▶ [Text section]:
Skip to content

Architecture Decision Record (ADR) 30: Catalog–PDS Dual-Write

Status: Proposed
Date: 2026-05-24
Last Updated: 2026-05-24 (catalog-sync = filesystem lexicons only; passport private namespace separate)

Glossary (acronyms in full, with abbreviation in brackets)

  • Architecture Decision Record (ADR)
  • Access Control List (ACL)
  • Authenticated Transfer Protocol (AT Protocol)
  • Content Identifier (CID)
  • Decentralized Identifier (DID)
  • Namespaced Identifier (NSID)
  • Open Authorization (OAuth)
  • Personal Data Server (PDS)

Context

Substratum maintains two planes of user data (ADR 28):

PlaneStoreUsed for
CatalogPostgreSQL (drive, drive_entry, ACL tables)File-explorer APIs, RLS, fast listing
PDS repoOwner/grantee AT Protocol repositoriesMesh ACL, cryptographic provenance (ADR 27)

Today only passport receipts converge from catalog to PDS—and only asynchronously via the receipt sync queue (receipt_sync_outbox, ReceiptSyncWorker in crates/passport-sync). HTTP handlers enqueue; they do not block on com.atproto.repo.createRecord.

▶ [Record set]:
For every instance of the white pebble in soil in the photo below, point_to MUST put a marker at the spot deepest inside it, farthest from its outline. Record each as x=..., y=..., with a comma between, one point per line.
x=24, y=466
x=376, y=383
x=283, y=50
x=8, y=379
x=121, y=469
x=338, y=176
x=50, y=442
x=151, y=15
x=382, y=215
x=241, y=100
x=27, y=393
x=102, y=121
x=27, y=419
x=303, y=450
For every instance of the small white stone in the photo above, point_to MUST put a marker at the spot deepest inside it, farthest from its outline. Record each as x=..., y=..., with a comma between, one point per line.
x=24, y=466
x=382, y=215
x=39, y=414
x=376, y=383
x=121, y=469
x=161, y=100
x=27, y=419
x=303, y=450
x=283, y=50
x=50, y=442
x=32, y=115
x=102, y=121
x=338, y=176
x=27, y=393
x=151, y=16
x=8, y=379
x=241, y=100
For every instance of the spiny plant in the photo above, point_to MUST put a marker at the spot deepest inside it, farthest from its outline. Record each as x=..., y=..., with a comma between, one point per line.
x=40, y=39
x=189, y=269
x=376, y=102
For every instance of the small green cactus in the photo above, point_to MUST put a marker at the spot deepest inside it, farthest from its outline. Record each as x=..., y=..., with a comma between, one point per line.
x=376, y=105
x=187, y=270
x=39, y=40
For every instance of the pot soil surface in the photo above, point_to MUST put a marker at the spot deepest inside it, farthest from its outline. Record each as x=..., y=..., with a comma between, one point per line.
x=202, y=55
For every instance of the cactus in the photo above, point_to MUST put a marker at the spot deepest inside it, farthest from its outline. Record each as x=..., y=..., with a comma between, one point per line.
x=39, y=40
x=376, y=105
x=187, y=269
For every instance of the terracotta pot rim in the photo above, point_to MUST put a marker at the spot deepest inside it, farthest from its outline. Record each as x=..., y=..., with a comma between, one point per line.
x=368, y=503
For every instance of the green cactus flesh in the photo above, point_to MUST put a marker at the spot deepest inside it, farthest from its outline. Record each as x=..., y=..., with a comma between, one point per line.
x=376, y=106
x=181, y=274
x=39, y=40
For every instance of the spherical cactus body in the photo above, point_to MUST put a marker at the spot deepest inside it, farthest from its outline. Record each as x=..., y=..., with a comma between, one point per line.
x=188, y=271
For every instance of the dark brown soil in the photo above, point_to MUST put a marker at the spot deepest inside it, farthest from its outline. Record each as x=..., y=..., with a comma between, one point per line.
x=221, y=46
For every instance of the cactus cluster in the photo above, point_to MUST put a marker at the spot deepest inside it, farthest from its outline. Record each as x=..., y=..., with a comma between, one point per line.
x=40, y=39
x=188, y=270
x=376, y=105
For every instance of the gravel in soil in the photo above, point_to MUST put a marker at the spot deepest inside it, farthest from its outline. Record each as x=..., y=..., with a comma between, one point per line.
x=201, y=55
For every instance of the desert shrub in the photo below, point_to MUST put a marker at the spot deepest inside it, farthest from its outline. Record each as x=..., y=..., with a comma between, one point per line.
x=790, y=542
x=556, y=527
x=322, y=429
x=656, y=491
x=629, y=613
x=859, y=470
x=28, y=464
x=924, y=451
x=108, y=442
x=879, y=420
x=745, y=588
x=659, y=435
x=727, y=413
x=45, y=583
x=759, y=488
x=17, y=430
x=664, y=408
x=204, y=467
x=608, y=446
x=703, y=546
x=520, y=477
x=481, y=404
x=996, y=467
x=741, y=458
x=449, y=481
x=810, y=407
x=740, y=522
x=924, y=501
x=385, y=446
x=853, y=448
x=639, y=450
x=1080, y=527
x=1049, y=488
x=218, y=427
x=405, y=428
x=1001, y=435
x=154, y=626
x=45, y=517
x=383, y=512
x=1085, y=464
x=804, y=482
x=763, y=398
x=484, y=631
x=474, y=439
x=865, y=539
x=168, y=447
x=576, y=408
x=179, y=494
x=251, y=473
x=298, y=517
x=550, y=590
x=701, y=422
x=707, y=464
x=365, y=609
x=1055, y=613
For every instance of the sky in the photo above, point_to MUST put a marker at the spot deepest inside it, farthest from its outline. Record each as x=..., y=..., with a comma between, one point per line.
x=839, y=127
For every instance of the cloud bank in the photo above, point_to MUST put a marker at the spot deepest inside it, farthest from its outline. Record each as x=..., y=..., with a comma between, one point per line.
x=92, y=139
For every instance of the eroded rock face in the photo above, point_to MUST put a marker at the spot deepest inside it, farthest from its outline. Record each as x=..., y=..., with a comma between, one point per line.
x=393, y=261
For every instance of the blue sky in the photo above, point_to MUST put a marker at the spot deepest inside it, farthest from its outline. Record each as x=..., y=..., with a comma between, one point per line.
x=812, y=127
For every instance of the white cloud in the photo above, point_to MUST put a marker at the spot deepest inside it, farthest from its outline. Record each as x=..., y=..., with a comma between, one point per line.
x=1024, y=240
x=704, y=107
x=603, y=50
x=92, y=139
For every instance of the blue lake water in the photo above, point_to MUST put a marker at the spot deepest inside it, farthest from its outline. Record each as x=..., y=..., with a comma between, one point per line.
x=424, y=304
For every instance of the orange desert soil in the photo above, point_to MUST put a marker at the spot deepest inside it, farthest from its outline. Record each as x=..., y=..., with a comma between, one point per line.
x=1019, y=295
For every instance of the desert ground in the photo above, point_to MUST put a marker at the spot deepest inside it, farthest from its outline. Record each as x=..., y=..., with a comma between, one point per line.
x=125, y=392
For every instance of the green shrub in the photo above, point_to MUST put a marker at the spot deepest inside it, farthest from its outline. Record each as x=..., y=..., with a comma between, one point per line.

▶ [Exercise directions]:
In the ADR 30 text:
(a) What status is the ADR given?
(b) Under what full name does the glossary list the acronym "PDS"?
(c) On which call do the HTTP handlers not block?
Rely only on the ADR 30 text for your answers.

▶ [Problem solution]:
(a) Proposed
(b) Personal Data Server
(c) com.atproto.repo.createRecord